▶ [Challenge]: Copy each record exactly as it reads, leaving out any pictures it holds.

▶ [Provided entries]:
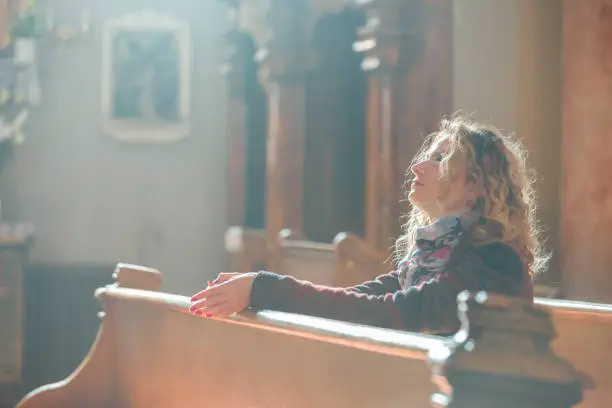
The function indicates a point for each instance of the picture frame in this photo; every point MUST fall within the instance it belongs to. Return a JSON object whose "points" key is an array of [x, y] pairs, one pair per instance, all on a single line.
{"points": [[146, 78]]}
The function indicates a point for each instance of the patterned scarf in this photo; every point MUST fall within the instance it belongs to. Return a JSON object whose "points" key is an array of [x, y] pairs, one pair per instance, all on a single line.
{"points": [[433, 247]]}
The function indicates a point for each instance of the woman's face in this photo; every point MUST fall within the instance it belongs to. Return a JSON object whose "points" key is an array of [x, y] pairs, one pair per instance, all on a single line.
{"points": [[435, 194]]}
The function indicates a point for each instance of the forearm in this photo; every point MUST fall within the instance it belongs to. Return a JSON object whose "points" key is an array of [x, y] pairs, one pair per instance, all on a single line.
{"points": [[285, 293]]}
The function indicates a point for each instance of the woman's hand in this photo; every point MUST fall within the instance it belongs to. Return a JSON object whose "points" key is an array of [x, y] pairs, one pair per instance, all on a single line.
{"points": [[231, 295]]}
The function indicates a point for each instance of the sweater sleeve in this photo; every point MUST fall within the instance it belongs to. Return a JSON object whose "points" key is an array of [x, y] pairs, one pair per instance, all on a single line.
{"points": [[430, 306], [381, 285]]}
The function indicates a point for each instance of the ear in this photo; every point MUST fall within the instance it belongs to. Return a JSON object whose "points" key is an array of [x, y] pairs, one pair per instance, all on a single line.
{"points": [[473, 191]]}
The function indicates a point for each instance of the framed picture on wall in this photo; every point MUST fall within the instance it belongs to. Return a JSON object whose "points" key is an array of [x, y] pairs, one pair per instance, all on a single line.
{"points": [[146, 77]]}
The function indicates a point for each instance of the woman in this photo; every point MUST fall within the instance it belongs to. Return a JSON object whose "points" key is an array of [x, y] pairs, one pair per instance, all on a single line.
{"points": [[471, 227]]}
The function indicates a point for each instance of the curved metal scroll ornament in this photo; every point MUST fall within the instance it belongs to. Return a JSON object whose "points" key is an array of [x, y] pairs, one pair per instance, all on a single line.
{"points": [[502, 357]]}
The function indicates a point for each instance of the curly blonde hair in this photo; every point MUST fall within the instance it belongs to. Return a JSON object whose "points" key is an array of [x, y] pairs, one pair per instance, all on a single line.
{"points": [[496, 164]]}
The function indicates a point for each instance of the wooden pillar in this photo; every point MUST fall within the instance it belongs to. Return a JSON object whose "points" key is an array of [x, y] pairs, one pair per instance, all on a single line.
{"points": [[407, 46], [501, 357], [234, 70], [284, 64], [586, 179]]}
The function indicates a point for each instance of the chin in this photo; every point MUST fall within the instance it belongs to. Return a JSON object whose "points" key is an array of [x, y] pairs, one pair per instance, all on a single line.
{"points": [[413, 197]]}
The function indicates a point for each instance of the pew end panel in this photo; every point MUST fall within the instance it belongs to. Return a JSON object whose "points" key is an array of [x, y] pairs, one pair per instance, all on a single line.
{"points": [[584, 337], [152, 352], [92, 380]]}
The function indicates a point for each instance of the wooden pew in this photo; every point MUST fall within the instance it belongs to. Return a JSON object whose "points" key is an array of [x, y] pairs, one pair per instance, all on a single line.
{"points": [[584, 329], [150, 352], [349, 260]]}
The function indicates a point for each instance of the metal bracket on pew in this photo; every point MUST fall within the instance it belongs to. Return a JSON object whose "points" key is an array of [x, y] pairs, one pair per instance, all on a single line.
{"points": [[501, 357]]}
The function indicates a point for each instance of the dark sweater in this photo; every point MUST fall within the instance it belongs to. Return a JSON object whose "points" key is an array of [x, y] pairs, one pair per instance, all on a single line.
{"points": [[429, 307]]}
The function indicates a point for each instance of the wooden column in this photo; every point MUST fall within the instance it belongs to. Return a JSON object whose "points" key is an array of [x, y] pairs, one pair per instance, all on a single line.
{"points": [[586, 179], [234, 70], [407, 46], [284, 64]]}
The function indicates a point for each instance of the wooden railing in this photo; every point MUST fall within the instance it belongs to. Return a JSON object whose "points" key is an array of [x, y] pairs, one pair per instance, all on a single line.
{"points": [[150, 352]]}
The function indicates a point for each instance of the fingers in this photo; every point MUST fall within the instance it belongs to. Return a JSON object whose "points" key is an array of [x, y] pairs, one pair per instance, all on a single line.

▶ [Solved problem]:
The function indicates a point for each instance of the picture frame in this photo; every point MUST fall within the instance it belongs to. Return a JSON object whose "points" key is an array of [x, y] pairs, one pair per instance, all on a single line.
{"points": [[146, 78]]}
The function indicates a point for each instance of the patterned scarf in this photo; every point MUST fall within the instance it belongs to. Return a JSON object whose "points" key is an array of [x, y] pairs, one pair per instance, all on a single line.
{"points": [[433, 247]]}
The function indicates a point for each instance of the woman's face in this photo; every point MUST fall within the instance it belongs to. Return a JSON object whose "points" key is an array of [x, y] pairs, one pair per instance, all on a single line.
{"points": [[435, 194]]}
The function indicates a point for each instance of the forearm in this photo; every point MUST fall within the instance it belongs to. Return a JSON object whose "points" key is an array of [x, y] pairs, one pair per instance, all on a single line.
{"points": [[285, 293]]}
The function indicates a point for each instance of the woman's hand in this photo; every point MUST fall within the instance it belongs to. Return a JSON object whose "points" key is an array of [x, y] pairs, one pair per instance, all on a single line.
{"points": [[231, 295]]}
The function indicates a point for each instance of the sweater sleeve in this photo; every point MUST fall within the instance it belongs to. Return a JSON object whose "points" key is an array of [x, y] pairs, one pair per instance, all on a single line.
{"points": [[430, 306], [381, 285]]}
The function indicates a point for each instance of the ear in this photo; every point MUST fall within the instance it belongs to. Return a JSON object whose "points" key is an array of [x, y] pairs, one pair per instance, all on a single line.
{"points": [[473, 191]]}
The function indicates a point for each instance of the framed picture on wall in this photo; every point MUST fall within the instance it belongs to. Return a JSON object whose "points" key is an array of [x, y] pairs, one pair per instance, all on a single line.
{"points": [[146, 77]]}
The function indicates a point for each instance of the woman in this photo; every point MUST fall within the instance it belongs to. Return a JSON object whose "points" key is an array of [x, y] pairs, one pair per instance, all on a single line.
{"points": [[471, 227]]}
The function indicates a point for each instance of the curved metal scroll ornament in this photo; every point MUST fall within the instance it belongs to. Return a JSON object whose "points" key is an array of [x, y] pairs, one pair per instance, all on a single line.
{"points": [[502, 357]]}
The function indicates a point for each instance of the curly blonde hair in this photo; every point MUST fall within the instance it belongs to. Return a JSON object whose "points" key is an array of [x, y] pairs, one pair per instance, all on a single line.
{"points": [[496, 164]]}
The function indicates a point for each instance of the wooden pillar in this photo; every point MUST fall within the instance it belongs to. Return a JSON object whose "points" key is an array of [x, y] pairs, one pair per instance, all on a single line.
{"points": [[407, 46], [501, 357], [234, 70], [284, 64], [586, 179]]}
The function indicates a point for each instance of the chin in this photo; every point MUST fall within the instance it belongs to. Return a JSON object whose "points" key is an array of [x, y] pairs, one pair per instance, all on a single line.
{"points": [[413, 197]]}
The function indicates a point for each instance of the pew end panel in this photo; every point MUST fall within the instance it belongs to. Return a JSON object whose "points" key is an array of [x, y] pairs, one pair per instance, all on a single line.
{"points": [[584, 337], [152, 352], [92, 380]]}
The function indicates a point for each instance of the wooden pew in this photo; every point MUST fall within the instance it belongs to. Return a JSON object whose "points" key is an array of [x, y] pairs, one pair per instance, all on a single line.
{"points": [[584, 329], [150, 352], [349, 260]]}
The function indicates a point for each instance of the metal bracket on pew in this photo; every point MUST fall within the instance it belongs to. Return a JSON object whose "points" key is an array of [x, y] pairs, one pair per instance, all on a single line.
{"points": [[501, 357]]}
The function indicates a point for each instance of the dark sweater in this photo; every point MUST fall within the instance it belongs to. Return a JSON object whose "points" key is an array of [x, y] pairs, one pair per instance, all on a single line.
{"points": [[429, 307]]}
The function indicates a point for each instance of the wooden column in this photo; every point MUST fall within the instance it belongs to. Return a JSON object whose "points" key is an array of [x, y] pairs, one pair per instance, all on a single line.
{"points": [[586, 179], [234, 70], [407, 46], [284, 64]]}
The function indicates a point for each instance of the wooden railing in this photo; every point MUST fall within the instance it belongs to. Return a JSON object whose "points" key is an array of [x, y] pairs, one pair per instance, all on a single line.
{"points": [[150, 352]]}
The function indicates a point for each instance of the fingers in this photo; every point MUST fall within the instance it belongs to. Return a JSON object whose "points" key is an array of [x, y] pairs, one pair per instance, all on a single line.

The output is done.